### JOB 1
Please format the lines of the listing from the line with "# test: pointer marks one dot per instance of the sock" through the end of the listing as a numbered list, leaving out blank lines.

### DOCUMENT EXCERPT
It's well understood the article needs to be eventually written into prose, and at present its "just" a very well referenced and organized outline. Would welcome expert content writers and editors to work on specific sections, especially after the investigations are closed (and the content in those areas is therefore reasonably stable). There have been some great editors working on this so far - about 57 at last count. Nearly all have made outstanding contributions.

For example, the OCC and Fed investigations are pretty much over (except there is some rumor that FINES will be levied, as early as this week.) Those sections, when stable could be finalized into prose describing what was found, what laws, rules and regulations were violated, and what the company did about it, or what the fines or consequences were.

As the regulatory agencies each wrap up they work, that section could be finalized and extraneous material could be intelligently removed. Additional information will likely be needed where there are gaps. There is a huge need to cross reference to other wikipedia pages.

To date the page stats on this article are extremely positive, bringing into question the "low" importance rating. Having the content here is obviously helpful to many, many active users, many of whom are extremely technical. Those users (comprising the majority of the readers of this particular article) are not interested in fluff and oversimplified generalities.

The questions raised with this case, and addressed legally in considerable detail by many diverse regulators, generate a great deal of information. What's at stake is how the U.S. and others regulate (or fail to regulate) large, systemically important banks. The failure of which caused the 2008- recession and a great deal of pain worldwide. Money, politics, influence, rules, fraud, manipulation of markets, law, accounting, billion dollar fines, man years consumed in the regulatory response, punishment and deterrence are all part of the program.

### JOB 2
According to the document excerpt, about how many editors have worked on the article so far?

### DATASET ROWS
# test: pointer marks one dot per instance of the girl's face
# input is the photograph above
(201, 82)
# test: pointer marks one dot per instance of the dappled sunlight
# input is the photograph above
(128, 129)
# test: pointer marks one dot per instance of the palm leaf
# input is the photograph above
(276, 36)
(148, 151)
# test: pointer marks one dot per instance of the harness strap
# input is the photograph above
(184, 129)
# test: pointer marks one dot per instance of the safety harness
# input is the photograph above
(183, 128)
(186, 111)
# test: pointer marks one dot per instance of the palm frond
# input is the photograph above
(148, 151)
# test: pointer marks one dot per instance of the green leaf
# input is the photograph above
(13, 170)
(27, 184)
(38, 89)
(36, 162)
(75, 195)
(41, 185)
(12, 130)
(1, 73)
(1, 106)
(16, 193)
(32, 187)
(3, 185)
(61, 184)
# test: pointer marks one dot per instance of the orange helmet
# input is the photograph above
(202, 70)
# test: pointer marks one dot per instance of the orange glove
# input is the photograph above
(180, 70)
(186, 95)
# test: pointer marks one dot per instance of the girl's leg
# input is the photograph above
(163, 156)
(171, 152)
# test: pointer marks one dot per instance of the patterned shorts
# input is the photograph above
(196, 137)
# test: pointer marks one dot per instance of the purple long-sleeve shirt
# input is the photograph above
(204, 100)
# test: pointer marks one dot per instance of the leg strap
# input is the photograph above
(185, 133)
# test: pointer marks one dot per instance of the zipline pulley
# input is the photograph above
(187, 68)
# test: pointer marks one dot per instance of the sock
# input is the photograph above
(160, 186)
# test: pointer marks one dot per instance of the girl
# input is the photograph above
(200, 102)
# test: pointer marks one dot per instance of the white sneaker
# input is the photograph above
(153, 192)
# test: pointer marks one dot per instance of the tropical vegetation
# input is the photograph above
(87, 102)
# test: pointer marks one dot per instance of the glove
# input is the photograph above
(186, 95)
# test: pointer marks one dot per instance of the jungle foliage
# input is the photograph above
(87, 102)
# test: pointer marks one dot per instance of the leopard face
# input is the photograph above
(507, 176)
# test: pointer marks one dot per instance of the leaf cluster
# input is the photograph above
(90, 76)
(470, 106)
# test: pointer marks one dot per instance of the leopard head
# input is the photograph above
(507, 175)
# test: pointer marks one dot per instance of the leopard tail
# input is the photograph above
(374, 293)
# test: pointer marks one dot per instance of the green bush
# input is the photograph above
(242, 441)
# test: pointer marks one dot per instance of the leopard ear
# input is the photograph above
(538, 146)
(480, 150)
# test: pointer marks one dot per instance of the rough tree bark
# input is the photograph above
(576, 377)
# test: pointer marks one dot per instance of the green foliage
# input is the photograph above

### EXERCISE RESPONSE 1
1. # test: pointer marks one dot per instance of the sock
2. # input is the photograph above
3. (160, 186)
4. # test: pointer marks one dot per instance of the girl
5. # input is the photograph above
6. (200, 102)
7. # test: pointer marks one dot per instance of the white sneaker
8. # input is the photograph above
9. (153, 192)
10. # test: pointer marks one dot per instance of the tropical vegetation
11. # input is the photograph above
12. (87, 102)
13. # test: pointer marks one dot per instance of the glove
14. # input is the photograph above
15. (186, 95)
16. # test: pointer marks one dot per instance of the jungle foliage
17. # input is the photograph above
18. (87, 102)
19. # test: pointer marks one dot per instance of the leopard face
20. # input is the photograph above
21. (507, 176)
22. # test: pointer marks one dot per instance of the leaf cluster
23. # input is the photograph above
24. (90, 76)
25. (470, 106)
26. # test: pointer marks one dot per instance of the leopard head
27. # input is the photograph above
28. (507, 175)
29. # test: pointer marks one dot per instance of the leopard tail
30. # input is the photograph above
31. (374, 293)
32. # test: pointer marks one dot per instance of the green bush
33. # input is the photograph above
34. (242, 441)
35. # test: pointer marks one dot per instance of the leopard ear
36. # input is the photograph above
37. (538, 146)
38. (480, 150)
39. # test: pointer marks one dot per instance of the rough tree bark
40. # input is the photograph above
41. (576, 377)
42. # test: pointer marks one dot per instance of the green foliage
43. # input is the photograph above

### EXERCISE RESPONSE 2
About 57 at last count.